Saved entries:
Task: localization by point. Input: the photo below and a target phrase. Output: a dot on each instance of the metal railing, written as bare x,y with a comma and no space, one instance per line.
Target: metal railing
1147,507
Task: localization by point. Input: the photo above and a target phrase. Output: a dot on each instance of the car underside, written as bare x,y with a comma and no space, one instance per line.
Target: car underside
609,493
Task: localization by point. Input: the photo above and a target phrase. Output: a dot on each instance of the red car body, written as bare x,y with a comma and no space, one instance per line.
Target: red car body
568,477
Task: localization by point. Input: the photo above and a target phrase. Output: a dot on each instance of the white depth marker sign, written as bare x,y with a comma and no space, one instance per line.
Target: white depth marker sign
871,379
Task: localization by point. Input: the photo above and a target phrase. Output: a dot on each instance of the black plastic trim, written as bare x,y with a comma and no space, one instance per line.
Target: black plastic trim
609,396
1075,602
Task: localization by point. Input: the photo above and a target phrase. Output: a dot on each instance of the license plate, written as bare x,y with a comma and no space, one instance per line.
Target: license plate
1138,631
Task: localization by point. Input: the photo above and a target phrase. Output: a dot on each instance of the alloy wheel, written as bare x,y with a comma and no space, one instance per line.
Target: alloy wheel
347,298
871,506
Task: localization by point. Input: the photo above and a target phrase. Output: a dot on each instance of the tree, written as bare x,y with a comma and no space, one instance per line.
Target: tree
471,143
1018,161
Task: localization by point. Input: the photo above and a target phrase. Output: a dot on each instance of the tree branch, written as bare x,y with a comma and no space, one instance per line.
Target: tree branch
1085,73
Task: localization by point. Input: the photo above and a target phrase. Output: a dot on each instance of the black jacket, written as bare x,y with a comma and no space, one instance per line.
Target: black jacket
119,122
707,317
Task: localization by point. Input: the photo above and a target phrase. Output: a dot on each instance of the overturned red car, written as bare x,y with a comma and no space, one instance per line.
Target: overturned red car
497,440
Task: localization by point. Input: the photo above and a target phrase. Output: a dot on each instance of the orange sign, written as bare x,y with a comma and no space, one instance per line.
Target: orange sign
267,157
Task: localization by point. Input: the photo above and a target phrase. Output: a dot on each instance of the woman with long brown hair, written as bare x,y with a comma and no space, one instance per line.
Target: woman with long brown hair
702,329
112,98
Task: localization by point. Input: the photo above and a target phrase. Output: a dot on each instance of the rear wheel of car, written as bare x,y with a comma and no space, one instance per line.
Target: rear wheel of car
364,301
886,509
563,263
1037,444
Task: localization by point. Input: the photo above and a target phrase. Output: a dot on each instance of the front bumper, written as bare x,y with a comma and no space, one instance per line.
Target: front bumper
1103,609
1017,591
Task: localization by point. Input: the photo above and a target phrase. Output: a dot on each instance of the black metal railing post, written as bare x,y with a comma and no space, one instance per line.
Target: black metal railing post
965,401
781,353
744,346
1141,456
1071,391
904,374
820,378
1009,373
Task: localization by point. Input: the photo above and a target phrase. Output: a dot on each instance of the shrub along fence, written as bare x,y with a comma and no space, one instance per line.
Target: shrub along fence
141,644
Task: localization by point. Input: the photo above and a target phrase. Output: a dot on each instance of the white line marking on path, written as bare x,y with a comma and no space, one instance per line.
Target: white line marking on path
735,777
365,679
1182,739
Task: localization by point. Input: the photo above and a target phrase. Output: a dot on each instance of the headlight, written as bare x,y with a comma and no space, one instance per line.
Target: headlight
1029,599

- THE PROBLEM -
Return word for word the lines above from the line with "Target: orange sign" to the line with "of the rear", including both and leaving out all others.

- TASK ANSWER -
Target: orange sign
267,157
Task: localization by point. Input: the photo above and a target phrase. Output: a dot on each instance of the woman with long brown hair, written as bare x,y with a comma and no space, one instance per line.
Target: woman with long brown hair
702,329
112,98
Task: localization by point. Input: the photo above and a target phrase. Output: a dot on each instance of the rear wheel of car, written as bare x,y with a comma and no space, one instance per line.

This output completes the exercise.